[Excerpts from a dataset]
____________

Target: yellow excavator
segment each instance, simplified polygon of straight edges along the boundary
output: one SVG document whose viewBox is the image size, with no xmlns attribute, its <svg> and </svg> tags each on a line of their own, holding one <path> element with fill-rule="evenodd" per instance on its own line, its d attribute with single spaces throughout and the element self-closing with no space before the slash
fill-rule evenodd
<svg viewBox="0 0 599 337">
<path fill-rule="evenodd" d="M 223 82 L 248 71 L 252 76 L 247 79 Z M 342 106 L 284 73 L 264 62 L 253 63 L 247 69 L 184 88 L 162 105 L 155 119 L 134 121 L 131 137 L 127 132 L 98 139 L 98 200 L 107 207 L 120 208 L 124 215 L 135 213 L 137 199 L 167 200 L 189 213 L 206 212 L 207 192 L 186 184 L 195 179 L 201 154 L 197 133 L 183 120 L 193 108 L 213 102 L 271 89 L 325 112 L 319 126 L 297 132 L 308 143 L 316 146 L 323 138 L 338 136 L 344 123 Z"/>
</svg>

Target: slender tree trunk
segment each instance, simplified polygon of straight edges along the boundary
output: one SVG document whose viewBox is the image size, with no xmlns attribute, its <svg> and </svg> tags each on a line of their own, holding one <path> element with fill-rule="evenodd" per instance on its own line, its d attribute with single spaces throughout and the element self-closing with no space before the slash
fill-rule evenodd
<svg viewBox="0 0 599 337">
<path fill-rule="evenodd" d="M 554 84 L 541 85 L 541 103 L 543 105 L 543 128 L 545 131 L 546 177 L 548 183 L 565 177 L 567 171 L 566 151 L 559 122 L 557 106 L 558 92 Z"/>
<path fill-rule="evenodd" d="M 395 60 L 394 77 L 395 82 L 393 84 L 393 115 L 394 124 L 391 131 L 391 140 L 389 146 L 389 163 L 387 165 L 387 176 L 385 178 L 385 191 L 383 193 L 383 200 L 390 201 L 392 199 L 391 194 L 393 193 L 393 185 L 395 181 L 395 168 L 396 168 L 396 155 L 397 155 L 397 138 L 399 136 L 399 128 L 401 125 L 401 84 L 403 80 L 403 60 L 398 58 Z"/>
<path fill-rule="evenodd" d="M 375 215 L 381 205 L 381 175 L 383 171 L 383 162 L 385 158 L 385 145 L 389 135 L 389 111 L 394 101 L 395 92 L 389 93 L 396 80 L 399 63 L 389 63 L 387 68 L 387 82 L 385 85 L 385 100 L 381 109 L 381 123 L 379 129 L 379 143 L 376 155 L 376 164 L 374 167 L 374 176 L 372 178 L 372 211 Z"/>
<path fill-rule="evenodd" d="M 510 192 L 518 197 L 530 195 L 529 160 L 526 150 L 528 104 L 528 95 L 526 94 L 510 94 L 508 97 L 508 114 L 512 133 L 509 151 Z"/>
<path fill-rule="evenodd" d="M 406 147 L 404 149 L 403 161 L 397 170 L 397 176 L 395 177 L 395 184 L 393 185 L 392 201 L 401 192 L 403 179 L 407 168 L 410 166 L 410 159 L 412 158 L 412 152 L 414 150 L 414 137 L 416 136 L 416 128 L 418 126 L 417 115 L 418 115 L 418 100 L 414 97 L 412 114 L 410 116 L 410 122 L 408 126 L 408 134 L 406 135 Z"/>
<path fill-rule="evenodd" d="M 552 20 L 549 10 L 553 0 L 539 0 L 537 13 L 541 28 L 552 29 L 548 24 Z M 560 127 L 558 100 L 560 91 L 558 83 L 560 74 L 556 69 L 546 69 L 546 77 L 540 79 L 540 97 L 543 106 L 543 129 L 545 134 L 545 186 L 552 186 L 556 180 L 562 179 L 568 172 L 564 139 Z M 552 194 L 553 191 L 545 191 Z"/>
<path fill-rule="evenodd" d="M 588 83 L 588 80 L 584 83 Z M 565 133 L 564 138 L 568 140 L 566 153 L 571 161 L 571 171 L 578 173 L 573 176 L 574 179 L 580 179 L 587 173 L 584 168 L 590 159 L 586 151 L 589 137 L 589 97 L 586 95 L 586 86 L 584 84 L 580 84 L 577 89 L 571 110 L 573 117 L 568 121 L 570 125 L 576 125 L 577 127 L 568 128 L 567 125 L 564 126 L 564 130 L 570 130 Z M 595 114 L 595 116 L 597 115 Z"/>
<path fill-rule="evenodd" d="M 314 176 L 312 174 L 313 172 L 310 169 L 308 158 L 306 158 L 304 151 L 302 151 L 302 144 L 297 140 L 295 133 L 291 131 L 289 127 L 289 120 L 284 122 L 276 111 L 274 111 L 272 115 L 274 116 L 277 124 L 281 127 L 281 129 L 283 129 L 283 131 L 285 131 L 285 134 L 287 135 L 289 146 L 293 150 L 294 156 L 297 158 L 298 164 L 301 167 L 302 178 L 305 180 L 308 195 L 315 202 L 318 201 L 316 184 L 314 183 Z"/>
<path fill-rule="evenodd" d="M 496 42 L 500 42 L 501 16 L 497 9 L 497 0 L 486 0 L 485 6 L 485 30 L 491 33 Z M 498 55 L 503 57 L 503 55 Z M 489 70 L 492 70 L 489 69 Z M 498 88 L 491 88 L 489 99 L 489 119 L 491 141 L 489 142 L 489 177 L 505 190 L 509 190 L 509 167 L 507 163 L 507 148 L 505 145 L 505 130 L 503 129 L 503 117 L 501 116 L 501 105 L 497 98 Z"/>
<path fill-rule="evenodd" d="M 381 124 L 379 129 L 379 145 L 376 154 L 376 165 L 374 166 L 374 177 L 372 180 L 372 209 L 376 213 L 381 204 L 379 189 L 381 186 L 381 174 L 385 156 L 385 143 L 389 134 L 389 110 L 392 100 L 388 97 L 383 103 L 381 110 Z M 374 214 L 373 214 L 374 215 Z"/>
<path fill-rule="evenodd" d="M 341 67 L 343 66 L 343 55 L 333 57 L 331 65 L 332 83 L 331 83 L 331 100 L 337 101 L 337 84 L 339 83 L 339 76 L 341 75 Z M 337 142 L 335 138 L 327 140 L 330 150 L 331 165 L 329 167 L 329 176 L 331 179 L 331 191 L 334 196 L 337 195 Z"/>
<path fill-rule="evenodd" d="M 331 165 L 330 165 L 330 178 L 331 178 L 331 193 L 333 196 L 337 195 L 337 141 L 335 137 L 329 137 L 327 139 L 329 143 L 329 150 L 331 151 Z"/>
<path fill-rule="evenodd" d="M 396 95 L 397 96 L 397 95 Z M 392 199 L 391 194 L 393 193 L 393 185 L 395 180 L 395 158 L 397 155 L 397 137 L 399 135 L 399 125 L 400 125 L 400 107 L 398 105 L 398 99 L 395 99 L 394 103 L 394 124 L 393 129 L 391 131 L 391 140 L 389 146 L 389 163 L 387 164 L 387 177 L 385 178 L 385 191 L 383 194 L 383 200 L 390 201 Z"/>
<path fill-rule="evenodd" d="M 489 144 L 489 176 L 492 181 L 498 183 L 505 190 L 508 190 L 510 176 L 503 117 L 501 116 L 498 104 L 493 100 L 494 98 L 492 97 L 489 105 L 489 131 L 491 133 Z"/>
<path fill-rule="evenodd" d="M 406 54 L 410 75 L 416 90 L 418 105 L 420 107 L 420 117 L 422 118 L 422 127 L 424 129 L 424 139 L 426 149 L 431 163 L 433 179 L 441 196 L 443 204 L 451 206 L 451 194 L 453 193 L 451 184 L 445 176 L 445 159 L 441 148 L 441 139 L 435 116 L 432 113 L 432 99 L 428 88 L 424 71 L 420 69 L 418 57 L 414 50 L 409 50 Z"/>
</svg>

____________

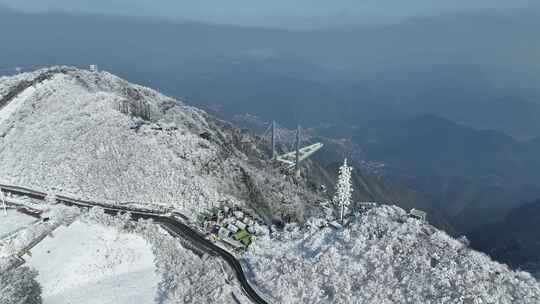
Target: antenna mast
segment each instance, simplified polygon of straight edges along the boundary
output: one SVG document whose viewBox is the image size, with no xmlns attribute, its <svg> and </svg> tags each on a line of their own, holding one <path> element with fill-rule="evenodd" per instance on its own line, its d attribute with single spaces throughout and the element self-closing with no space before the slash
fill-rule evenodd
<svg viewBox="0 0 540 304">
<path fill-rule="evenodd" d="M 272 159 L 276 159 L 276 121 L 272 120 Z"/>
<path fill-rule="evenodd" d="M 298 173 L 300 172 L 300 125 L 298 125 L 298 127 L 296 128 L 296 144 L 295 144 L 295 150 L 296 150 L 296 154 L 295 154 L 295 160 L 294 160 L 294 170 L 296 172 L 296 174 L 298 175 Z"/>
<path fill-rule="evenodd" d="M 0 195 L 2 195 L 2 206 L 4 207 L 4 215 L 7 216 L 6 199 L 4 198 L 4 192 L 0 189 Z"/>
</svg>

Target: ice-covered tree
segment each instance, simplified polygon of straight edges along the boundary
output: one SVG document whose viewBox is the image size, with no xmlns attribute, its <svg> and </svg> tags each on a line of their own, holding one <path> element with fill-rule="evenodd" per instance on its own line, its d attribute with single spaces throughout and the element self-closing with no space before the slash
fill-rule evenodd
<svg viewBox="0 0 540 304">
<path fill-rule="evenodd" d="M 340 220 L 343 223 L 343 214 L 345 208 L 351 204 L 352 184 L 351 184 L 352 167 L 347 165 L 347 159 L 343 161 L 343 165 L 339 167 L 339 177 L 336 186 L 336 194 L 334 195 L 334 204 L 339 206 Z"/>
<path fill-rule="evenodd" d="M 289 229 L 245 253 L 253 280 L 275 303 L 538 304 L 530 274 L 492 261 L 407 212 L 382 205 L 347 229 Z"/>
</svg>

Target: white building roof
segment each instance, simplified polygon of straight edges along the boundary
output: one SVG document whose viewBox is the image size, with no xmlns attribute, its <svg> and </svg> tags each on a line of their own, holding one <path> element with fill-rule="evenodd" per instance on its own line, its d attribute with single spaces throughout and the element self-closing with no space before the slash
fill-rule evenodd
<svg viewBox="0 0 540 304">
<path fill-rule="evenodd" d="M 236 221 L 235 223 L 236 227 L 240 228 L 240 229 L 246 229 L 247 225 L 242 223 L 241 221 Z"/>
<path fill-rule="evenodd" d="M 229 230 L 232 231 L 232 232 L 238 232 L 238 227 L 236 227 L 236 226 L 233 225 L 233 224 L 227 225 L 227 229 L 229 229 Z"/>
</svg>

____________

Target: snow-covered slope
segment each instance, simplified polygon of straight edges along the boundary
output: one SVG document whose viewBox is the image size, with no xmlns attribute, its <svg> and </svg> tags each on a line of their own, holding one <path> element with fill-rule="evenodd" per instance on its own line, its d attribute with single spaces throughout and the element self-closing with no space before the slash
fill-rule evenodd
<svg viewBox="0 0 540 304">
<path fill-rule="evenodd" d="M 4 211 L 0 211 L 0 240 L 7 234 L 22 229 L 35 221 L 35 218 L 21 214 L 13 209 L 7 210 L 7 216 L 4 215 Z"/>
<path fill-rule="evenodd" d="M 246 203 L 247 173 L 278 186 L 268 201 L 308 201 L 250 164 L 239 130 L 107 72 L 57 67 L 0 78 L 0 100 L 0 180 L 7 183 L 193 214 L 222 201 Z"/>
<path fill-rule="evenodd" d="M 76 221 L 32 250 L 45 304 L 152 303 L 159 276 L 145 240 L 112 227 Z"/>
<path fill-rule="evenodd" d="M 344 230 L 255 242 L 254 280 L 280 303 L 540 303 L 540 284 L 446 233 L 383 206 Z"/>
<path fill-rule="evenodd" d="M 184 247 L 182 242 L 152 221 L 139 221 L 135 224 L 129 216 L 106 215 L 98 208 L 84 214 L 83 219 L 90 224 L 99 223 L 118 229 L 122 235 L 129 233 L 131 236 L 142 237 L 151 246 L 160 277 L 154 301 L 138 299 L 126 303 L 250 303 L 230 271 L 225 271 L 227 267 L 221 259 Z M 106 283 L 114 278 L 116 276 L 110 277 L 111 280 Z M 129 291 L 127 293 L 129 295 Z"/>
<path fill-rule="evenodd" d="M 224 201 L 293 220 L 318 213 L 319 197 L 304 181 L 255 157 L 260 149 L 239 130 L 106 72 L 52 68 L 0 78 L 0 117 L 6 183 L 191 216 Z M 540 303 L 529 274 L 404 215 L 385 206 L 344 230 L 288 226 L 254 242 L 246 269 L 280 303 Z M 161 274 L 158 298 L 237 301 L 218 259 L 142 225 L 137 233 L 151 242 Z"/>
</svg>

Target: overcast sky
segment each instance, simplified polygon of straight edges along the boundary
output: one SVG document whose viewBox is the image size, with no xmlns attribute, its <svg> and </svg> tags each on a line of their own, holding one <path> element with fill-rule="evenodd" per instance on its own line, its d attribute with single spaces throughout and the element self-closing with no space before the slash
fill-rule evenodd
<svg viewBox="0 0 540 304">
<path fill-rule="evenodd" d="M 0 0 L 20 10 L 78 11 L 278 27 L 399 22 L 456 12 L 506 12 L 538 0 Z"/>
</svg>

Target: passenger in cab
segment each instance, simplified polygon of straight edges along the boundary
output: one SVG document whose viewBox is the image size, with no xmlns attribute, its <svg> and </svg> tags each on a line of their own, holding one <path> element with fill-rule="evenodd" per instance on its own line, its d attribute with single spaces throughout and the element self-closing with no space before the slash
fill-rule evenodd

____________

## WHAT THE EXERCISE ASKS
List all lines above in which the string "covered" appears.

## RESPONSE TO THE TASK
Target: ice-covered tree
Target: snow-covered slope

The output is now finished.